> _What the exercise asks_
Where the listing below reaches the line containing "column 310, row 261", start writing out lines exactly, and stop once the line containing "column 200, row 10" has been written.

> _Data in this exercise_

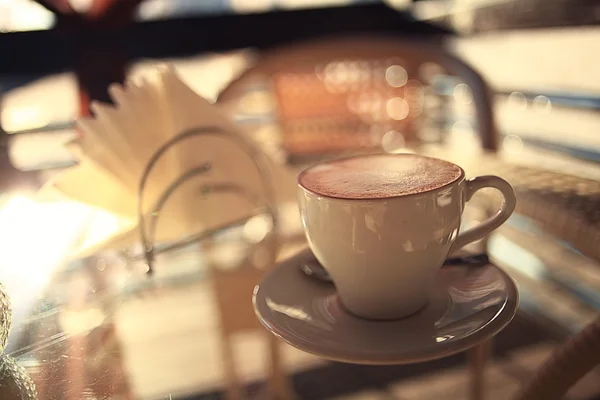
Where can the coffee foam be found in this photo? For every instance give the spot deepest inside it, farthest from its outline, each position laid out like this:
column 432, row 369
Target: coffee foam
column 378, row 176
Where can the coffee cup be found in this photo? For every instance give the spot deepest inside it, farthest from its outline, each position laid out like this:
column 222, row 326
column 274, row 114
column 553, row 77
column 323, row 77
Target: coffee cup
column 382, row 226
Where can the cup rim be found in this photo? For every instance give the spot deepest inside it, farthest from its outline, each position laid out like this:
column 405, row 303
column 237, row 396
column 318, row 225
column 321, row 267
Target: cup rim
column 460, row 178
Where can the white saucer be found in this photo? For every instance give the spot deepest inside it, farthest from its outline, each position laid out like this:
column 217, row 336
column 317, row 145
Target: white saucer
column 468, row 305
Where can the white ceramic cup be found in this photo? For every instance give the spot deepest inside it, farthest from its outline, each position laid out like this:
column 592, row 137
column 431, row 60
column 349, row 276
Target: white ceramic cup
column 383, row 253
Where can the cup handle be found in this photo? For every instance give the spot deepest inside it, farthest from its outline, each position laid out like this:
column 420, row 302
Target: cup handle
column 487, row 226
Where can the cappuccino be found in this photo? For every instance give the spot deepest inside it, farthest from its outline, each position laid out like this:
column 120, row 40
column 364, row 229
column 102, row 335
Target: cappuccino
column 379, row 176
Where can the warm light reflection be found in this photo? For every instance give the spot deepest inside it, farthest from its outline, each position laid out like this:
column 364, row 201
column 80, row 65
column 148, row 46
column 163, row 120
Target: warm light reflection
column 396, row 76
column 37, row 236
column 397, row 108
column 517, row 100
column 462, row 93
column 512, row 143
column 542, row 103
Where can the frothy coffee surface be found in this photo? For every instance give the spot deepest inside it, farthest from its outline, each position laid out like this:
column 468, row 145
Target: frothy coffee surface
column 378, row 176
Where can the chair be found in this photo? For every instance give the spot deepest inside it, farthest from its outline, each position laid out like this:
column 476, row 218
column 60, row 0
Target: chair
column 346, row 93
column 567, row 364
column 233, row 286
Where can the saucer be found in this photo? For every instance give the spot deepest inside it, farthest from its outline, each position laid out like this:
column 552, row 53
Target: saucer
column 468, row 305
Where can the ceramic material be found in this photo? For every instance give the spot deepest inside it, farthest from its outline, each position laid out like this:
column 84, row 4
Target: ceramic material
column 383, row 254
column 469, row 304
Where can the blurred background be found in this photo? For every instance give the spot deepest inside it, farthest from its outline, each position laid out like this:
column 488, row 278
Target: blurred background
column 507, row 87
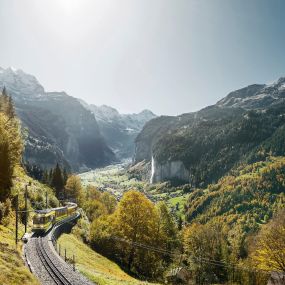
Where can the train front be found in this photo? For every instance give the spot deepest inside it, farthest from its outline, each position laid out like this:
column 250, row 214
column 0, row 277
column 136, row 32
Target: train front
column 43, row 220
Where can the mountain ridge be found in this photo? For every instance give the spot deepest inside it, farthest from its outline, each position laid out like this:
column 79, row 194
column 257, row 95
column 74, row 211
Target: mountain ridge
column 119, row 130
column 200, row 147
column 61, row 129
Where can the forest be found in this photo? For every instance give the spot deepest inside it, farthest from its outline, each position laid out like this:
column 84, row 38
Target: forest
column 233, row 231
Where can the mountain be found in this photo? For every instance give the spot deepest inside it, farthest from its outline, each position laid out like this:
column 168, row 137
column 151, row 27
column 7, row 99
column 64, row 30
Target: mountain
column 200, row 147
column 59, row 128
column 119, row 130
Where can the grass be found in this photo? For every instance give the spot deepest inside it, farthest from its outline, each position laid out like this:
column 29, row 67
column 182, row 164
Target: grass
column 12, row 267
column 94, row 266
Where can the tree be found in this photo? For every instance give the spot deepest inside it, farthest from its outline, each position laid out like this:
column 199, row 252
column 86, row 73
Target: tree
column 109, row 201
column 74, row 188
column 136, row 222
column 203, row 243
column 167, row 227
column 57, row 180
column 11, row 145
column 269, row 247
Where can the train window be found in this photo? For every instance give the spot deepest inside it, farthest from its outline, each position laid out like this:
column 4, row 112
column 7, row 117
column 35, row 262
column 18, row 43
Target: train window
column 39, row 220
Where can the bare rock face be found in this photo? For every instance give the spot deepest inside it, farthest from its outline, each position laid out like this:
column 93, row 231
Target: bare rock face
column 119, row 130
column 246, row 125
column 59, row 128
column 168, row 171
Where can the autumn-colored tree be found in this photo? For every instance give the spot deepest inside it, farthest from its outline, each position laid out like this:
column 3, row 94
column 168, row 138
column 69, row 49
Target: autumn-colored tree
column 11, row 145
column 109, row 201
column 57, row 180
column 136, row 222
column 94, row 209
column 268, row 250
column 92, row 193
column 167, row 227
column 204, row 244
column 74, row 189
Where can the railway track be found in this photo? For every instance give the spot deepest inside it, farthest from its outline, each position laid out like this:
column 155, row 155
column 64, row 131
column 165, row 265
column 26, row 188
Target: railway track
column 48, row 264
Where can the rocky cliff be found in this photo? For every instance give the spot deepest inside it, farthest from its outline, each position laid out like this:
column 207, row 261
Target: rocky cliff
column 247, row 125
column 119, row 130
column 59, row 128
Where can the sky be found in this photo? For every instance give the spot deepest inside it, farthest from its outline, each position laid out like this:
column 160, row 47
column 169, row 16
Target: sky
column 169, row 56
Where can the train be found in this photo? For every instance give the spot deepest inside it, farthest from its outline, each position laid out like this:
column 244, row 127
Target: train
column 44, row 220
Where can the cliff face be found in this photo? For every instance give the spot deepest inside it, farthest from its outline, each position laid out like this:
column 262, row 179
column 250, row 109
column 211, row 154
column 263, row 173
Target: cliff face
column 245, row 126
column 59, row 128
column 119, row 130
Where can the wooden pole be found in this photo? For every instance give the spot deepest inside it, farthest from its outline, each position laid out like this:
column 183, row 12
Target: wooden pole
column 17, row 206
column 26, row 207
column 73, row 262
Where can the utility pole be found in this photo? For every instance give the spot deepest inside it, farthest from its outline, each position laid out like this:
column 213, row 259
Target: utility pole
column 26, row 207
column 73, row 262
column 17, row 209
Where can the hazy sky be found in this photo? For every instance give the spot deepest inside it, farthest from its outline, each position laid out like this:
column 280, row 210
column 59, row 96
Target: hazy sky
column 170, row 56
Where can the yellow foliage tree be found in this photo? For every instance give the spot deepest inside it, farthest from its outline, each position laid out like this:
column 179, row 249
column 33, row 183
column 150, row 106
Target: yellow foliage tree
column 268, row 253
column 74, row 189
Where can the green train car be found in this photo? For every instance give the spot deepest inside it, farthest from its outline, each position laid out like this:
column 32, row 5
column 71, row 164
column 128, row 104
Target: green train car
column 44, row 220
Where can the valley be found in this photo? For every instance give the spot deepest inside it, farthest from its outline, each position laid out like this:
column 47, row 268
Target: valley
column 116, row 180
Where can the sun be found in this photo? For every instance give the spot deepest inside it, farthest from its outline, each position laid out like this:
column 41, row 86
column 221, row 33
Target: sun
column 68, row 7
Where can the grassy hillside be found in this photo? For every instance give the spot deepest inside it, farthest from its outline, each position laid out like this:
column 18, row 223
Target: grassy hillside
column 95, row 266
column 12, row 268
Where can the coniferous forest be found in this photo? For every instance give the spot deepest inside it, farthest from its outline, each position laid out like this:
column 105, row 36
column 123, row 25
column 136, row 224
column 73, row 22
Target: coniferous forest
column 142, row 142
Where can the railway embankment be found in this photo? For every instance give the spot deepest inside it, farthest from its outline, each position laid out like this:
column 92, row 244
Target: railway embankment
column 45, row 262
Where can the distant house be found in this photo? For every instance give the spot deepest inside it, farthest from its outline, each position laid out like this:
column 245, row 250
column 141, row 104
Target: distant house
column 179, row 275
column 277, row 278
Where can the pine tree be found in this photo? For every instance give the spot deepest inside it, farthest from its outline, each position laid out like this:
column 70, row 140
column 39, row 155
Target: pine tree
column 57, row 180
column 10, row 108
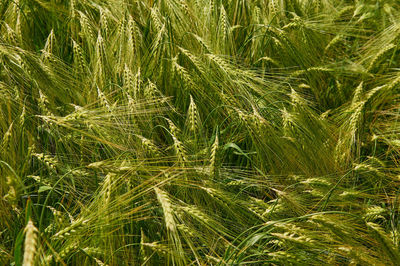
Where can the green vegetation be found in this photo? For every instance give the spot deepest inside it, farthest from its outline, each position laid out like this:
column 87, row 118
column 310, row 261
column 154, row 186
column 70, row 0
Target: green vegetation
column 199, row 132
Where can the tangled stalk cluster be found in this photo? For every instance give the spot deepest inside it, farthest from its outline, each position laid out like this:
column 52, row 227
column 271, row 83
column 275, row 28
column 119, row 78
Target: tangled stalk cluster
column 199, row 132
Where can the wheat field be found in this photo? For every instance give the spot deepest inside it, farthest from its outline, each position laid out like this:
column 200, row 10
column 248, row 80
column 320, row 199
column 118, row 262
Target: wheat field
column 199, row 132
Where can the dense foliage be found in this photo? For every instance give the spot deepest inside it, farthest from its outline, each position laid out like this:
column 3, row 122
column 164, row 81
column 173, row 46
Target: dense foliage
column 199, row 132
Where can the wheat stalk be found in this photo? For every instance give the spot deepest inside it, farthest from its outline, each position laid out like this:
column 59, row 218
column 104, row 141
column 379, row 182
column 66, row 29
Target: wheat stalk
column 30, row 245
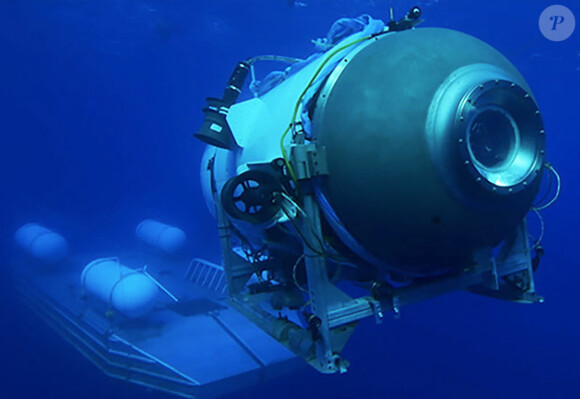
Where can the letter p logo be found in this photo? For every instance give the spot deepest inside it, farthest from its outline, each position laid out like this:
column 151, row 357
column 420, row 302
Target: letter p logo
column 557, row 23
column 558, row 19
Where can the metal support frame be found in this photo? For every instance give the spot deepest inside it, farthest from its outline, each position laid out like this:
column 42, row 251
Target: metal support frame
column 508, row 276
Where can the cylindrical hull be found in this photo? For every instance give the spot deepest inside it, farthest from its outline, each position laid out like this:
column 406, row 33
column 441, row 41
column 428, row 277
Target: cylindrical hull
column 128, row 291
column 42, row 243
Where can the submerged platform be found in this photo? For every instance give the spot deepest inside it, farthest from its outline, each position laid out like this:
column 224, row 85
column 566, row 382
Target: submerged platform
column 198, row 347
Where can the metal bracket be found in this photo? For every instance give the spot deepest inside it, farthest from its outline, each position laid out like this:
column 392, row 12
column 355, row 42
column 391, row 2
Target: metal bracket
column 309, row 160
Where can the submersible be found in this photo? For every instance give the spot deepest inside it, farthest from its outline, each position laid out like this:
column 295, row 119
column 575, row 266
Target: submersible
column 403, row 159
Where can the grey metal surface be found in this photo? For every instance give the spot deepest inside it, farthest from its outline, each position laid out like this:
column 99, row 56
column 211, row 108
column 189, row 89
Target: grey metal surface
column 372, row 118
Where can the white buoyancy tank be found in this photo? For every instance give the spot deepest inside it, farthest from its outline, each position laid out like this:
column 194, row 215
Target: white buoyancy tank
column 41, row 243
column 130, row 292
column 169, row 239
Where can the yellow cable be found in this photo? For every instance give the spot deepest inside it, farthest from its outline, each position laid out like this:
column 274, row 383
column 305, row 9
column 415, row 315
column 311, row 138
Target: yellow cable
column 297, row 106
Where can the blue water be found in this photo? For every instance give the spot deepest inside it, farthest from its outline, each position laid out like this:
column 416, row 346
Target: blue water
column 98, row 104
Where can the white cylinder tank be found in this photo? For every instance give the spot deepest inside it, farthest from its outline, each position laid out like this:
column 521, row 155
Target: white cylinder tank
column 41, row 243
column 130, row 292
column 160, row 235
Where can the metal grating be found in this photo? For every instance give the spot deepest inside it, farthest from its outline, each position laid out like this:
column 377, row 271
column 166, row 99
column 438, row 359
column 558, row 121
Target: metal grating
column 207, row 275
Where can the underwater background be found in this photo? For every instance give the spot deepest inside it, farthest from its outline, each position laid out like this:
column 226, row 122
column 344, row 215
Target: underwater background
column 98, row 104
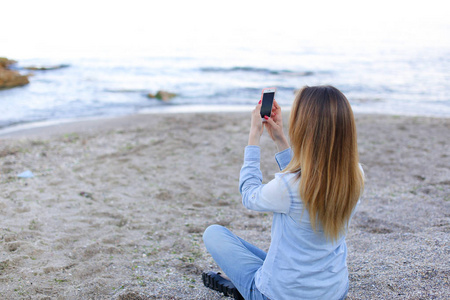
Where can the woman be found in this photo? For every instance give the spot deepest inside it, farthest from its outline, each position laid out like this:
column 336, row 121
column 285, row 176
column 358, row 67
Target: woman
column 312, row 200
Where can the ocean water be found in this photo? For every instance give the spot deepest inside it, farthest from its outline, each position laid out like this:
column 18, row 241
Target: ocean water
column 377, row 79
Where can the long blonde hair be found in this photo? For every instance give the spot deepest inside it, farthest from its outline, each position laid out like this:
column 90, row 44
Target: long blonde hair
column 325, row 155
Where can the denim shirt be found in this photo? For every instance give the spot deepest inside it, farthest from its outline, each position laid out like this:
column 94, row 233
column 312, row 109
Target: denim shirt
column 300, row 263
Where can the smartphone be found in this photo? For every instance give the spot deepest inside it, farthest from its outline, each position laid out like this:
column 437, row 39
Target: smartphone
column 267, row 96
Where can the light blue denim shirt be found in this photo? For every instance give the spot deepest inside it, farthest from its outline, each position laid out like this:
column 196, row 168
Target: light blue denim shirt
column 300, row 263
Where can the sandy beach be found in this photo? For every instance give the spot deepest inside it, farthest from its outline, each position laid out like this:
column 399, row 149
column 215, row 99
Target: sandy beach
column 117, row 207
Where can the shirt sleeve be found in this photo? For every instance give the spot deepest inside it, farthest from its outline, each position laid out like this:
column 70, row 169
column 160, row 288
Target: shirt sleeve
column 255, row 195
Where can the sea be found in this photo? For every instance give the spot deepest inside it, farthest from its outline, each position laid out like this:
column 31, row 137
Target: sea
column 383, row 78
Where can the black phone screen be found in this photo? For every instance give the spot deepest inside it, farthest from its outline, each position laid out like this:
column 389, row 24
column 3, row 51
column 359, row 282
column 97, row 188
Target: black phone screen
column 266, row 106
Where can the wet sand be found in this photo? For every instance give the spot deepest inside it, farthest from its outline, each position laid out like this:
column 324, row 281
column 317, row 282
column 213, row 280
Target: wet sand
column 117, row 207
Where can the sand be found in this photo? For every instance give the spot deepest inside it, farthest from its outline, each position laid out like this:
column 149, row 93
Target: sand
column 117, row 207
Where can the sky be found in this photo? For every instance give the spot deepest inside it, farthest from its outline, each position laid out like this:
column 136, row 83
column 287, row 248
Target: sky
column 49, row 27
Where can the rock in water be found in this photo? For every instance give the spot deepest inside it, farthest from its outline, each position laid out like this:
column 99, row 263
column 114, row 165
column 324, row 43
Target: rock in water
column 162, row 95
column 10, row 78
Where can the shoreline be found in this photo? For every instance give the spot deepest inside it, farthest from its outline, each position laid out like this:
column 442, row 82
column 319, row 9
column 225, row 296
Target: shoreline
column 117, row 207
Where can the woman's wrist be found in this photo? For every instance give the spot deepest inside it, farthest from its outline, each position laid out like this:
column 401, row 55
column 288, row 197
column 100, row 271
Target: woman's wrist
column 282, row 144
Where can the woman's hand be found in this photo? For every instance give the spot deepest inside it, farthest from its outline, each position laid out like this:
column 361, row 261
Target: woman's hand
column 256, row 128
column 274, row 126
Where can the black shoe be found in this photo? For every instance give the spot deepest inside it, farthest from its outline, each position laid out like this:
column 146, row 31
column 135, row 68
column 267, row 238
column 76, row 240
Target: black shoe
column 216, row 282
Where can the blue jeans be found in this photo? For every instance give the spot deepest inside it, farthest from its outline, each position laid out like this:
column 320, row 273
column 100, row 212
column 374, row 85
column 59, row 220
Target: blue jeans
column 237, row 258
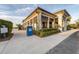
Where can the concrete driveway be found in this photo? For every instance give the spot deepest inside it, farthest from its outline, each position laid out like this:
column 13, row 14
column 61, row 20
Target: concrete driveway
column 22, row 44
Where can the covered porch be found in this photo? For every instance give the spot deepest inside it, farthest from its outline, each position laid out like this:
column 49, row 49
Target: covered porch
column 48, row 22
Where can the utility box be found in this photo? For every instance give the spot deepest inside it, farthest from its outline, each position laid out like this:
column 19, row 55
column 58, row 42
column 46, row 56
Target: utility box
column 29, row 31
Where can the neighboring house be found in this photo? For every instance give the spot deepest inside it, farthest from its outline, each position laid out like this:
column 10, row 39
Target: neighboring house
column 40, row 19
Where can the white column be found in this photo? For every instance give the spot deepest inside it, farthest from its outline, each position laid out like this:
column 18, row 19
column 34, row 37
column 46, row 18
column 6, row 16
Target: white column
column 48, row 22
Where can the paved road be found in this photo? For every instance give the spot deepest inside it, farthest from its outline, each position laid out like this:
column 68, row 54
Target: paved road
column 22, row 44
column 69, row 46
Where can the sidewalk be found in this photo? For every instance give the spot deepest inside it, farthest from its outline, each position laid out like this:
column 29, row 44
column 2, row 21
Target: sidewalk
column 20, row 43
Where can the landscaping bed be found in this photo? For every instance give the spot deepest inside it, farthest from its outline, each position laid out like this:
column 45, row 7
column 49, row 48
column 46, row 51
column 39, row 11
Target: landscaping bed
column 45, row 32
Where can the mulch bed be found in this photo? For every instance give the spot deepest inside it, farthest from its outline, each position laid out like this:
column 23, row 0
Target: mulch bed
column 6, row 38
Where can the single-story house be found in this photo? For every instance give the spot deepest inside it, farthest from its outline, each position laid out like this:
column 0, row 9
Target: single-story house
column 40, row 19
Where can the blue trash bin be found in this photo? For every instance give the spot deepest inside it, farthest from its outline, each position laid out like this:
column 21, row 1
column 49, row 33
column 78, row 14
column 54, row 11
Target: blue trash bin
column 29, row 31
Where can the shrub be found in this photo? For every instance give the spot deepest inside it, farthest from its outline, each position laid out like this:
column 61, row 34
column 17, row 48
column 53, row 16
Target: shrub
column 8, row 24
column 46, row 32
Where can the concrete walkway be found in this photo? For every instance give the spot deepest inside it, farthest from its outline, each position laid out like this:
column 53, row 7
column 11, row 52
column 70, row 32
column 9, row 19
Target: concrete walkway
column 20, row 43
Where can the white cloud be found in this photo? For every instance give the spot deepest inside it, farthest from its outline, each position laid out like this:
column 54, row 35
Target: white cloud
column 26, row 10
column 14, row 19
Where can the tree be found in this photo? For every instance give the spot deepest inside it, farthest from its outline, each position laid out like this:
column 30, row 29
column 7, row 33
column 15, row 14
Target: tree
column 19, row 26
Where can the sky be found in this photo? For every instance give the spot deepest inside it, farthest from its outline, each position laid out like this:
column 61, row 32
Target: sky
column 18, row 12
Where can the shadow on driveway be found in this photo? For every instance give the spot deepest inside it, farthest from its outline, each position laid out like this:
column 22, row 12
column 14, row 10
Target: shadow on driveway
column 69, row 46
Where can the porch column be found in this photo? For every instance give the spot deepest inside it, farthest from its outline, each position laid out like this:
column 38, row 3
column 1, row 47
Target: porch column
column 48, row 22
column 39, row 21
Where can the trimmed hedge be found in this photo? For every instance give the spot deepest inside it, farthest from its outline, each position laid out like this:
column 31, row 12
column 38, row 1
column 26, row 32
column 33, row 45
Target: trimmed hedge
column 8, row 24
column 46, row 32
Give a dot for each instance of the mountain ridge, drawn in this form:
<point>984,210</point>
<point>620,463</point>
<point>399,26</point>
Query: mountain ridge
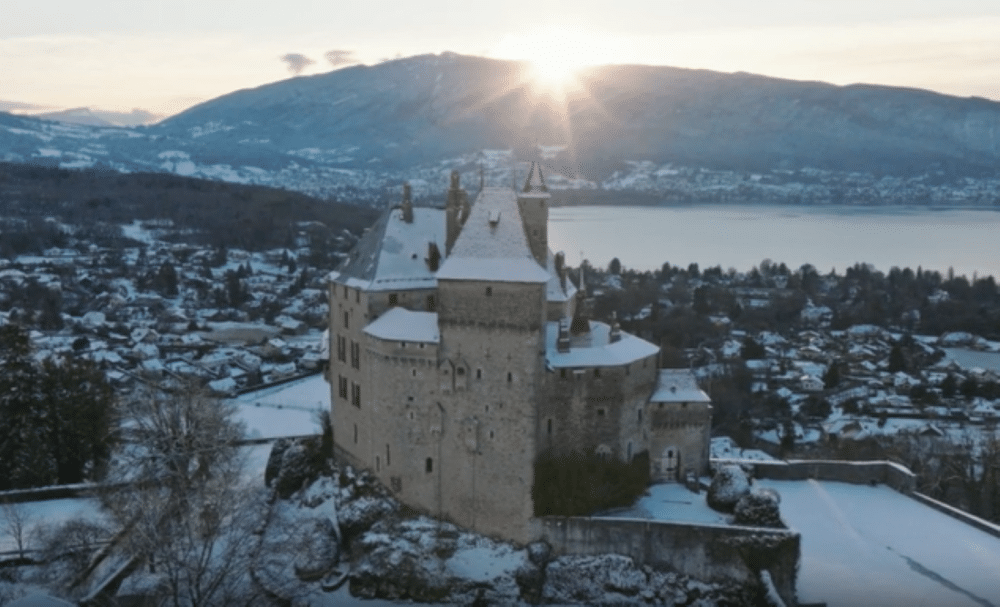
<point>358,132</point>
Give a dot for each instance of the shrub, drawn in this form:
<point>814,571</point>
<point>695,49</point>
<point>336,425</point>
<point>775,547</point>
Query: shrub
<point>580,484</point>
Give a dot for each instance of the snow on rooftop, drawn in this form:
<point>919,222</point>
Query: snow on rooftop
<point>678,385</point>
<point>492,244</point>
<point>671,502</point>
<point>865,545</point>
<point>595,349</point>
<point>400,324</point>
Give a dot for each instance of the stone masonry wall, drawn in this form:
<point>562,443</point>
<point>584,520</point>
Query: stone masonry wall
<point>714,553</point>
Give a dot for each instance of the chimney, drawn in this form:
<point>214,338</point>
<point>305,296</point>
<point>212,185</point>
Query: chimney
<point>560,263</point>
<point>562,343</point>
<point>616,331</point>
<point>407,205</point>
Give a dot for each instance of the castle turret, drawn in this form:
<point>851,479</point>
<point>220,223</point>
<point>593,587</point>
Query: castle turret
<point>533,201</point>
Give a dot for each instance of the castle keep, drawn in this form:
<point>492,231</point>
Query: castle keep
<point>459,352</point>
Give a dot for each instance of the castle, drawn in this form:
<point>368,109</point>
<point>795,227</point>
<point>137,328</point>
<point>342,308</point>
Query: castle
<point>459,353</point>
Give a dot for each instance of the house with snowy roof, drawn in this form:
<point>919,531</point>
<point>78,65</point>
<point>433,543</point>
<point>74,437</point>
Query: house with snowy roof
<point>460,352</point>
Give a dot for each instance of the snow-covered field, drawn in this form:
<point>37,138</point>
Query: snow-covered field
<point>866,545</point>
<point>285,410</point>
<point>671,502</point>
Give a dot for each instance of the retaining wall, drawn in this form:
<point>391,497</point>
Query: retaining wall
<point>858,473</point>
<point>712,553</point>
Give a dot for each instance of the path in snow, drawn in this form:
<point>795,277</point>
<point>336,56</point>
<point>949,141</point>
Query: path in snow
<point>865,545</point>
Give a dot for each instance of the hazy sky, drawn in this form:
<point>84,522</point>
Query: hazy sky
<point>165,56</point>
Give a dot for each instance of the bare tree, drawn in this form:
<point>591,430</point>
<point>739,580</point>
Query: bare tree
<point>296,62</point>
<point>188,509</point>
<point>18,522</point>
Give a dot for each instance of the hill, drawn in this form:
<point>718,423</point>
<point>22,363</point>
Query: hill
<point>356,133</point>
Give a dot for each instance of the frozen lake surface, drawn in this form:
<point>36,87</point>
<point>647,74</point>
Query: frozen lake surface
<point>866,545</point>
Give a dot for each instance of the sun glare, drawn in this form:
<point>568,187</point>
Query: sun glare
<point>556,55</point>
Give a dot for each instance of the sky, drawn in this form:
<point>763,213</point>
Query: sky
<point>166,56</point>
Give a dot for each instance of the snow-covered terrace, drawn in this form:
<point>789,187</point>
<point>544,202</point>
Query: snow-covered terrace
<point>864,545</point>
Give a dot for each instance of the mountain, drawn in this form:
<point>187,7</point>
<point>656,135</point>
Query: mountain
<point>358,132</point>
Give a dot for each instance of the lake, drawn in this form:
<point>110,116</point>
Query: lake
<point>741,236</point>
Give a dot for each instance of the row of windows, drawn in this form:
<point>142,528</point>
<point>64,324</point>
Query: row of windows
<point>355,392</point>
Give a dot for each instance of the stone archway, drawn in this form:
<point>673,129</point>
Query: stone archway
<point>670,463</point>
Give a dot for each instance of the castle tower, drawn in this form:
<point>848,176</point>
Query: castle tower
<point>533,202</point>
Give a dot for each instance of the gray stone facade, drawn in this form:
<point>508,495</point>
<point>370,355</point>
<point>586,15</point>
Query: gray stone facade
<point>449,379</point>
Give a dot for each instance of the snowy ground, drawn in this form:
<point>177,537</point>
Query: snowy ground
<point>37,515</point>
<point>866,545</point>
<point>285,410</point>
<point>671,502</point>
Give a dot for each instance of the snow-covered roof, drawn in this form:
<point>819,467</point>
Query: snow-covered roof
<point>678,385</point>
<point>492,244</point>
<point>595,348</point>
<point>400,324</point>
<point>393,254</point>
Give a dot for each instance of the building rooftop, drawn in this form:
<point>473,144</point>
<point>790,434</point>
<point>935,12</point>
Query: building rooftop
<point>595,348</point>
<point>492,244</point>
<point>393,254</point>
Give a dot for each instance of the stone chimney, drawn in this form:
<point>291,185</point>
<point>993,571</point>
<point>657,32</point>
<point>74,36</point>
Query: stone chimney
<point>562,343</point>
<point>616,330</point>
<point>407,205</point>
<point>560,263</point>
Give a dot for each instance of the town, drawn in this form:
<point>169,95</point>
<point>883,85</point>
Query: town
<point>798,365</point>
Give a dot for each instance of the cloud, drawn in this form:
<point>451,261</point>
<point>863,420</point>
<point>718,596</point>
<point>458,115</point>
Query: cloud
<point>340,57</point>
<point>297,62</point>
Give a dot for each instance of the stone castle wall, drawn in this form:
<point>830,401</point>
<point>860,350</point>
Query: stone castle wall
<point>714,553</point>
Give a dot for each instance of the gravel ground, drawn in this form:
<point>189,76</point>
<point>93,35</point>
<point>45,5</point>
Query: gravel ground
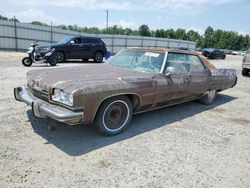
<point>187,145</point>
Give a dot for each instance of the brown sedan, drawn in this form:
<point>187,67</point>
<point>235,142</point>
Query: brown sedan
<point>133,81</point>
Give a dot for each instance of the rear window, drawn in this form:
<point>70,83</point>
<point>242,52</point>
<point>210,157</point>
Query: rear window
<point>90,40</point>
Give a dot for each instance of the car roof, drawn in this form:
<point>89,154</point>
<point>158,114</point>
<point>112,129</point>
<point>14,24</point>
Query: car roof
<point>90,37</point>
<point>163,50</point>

> _Answer area_
column 310, row 261
column 154, row 186
column 70, row 0
Target: green vegetation
column 199, row 132
Where can the tangled stalk cluster be found in this photo? For every instance give the spot deepest inside it, farthest from its outline, each position laid out like this:
column 52, row 227
column 271, row 83
column 275, row 28
column 119, row 78
Target: tangled stalk cluster
column 199, row 132
Where can the wheat field be found in this photo? For every instance give the spot deepest inside it, farthest from its outline, each position laid out like this:
column 200, row 10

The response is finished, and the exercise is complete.